[Provided entries — start]

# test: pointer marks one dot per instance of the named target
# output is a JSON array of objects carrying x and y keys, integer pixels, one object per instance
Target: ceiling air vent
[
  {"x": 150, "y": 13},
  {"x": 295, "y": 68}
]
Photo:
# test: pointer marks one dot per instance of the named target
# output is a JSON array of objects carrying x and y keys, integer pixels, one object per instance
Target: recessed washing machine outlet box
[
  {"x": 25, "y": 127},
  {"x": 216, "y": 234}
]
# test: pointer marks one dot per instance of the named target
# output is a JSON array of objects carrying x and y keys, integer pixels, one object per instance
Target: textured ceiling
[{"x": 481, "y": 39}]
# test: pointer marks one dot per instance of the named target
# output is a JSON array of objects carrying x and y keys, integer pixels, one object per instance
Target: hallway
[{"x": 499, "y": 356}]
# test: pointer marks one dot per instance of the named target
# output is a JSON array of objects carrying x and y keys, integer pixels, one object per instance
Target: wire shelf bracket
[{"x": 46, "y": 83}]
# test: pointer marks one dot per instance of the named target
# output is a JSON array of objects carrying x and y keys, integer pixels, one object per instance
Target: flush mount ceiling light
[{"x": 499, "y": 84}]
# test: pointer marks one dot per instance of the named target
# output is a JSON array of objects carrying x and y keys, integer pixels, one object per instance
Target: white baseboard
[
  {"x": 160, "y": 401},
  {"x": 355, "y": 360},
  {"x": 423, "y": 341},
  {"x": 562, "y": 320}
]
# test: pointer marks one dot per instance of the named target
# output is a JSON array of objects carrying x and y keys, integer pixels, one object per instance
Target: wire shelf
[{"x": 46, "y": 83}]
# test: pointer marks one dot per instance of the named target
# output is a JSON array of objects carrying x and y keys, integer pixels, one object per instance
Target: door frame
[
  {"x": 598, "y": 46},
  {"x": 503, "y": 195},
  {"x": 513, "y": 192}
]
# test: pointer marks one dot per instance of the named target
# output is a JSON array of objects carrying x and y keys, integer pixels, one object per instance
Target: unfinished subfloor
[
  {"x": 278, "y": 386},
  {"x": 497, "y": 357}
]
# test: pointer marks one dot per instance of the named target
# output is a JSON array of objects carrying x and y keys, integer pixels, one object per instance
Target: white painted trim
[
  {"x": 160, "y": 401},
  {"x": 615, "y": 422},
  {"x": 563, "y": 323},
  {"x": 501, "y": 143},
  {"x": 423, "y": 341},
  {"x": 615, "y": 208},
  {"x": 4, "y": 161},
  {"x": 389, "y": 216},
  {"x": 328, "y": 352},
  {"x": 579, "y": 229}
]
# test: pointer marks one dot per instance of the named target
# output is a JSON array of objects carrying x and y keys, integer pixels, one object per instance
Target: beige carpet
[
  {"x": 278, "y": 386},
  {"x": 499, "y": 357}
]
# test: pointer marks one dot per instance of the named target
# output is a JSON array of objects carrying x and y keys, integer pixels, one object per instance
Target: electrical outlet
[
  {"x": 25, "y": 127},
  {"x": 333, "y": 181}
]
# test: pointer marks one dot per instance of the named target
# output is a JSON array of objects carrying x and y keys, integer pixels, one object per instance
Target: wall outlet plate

[Provided entries — finish]

> [Exercise] Set all of the data down again exactly.

> [Answer section]
# test: pointer marks one dot per instance of the named target
# output is a JSON array of objects carrying x and y keys, integer pixels, one object per instance
Target: ceiling air vent
[
  {"x": 150, "y": 13},
  {"x": 295, "y": 68}
]
Photo:
# test: pointer marks one dot per instance of the named target
# output is a JSON array of objects carrying x and y keys, integer pixels, one object per instance
Target: recessed washing machine outlet box
[
  {"x": 25, "y": 127},
  {"x": 216, "y": 234}
]
# test: pointer marks one dot per instance of the named target
# output is a JSON array of objects carrying x and y keys, integer pixels, one object per instance
Target: textured ceiling
[{"x": 481, "y": 39}]
# test: pointer marks one dot per instance of the named target
# output is a JSON array of objects carrying x and y keys, integer pixels, one object per instance
Target: hallway
[{"x": 499, "y": 356}]
# test: pointer marks one dot per instance of the named target
# output is a JSON array of objects carrying x and y keys, integer pixels, one object per instance
Target: wire shelf bracket
[{"x": 46, "y": 83}]
# test: pointer marks one dot per instance of the named target
# output is a JSON array of objects carrying x and y keys, integer pixels, one object per instance
Target: flush mount ceiling light
[{"x": 499, "y": 84}]
# test: pointer marks one dot per instance of the named target
# output is a JSON array of objects carrying x and y keys, integer pixels, one object per instance
Target: white baseboard
[
  {"x": 160, "y": 401},
  {"x": 355, "y": 360},
  {"x": 423, "y": 341},
  {"x": 562, "y": 320}
]
# test: pointer marks one dot per instance of the named target
# output is a JSON array of objects carrying x and y keys, integer pixels, one object per instance
Target: wire shelf
[{"x": 46, "y": 83}]
# test: pointer marks one dot per instance of the named target
# output is a JSON array of objects carrying x and y keys, integer pixels, one object per instance
Target: door frame
[
  {"x": 598, "y": 46},
  {"x": 503, "y": 195},
  {"x": 513, "y": 192}
]
# test: pointer marks one dot per instance of the named target
# output is a JSON array of objects carrying x and y keys, integer pixels, one object per instance
Target: unfinished subfloor
[
  {"x": 278, "y": 386},
  {"x": 497, "y": 357}
]
# test: pointer marks one dot per instance of the named target
# output is a JSON array of objects carrying x and y keys, integer pixels, one object per instance
Target: white painted trim
[
  {"x": 160, "y": 401},
  {"x": 615, "y": 422},
  {"x": 563, "y": 323},
  {"x": 501, "y": 143},
  {"x": 423, "y": 341},
  {"x": 615, "y": 208},
  {"x": 4, "y": 161},
  {"x": 389, "y": 216},
  {"x": 328, "y": 352},
  {"x": 579, "y": 229}
]
# test: pointer marks one dot per instance of the named target
# output is a JSON array of objects carrying x and y keys, integer pixels, one object per instance
Target: beige carpet
[
  {"x": 278, "y": 386},
  {"x": 499, "y": 357}
]
# test: pointer marks one dot per instance of the named target
# output is a JSON array of objects carrying x and y keys, integer pixels, one object per instance
Target: electrical outlet
[
  {"x": 25, "y": 127},
  {"x": 333, "y": 181}
]
# test: pointer marks one dot per instance of the named target
# output is a JSON array of objects carrying x and y keys, integer pixels, one object per instance
Target: wall outlet plate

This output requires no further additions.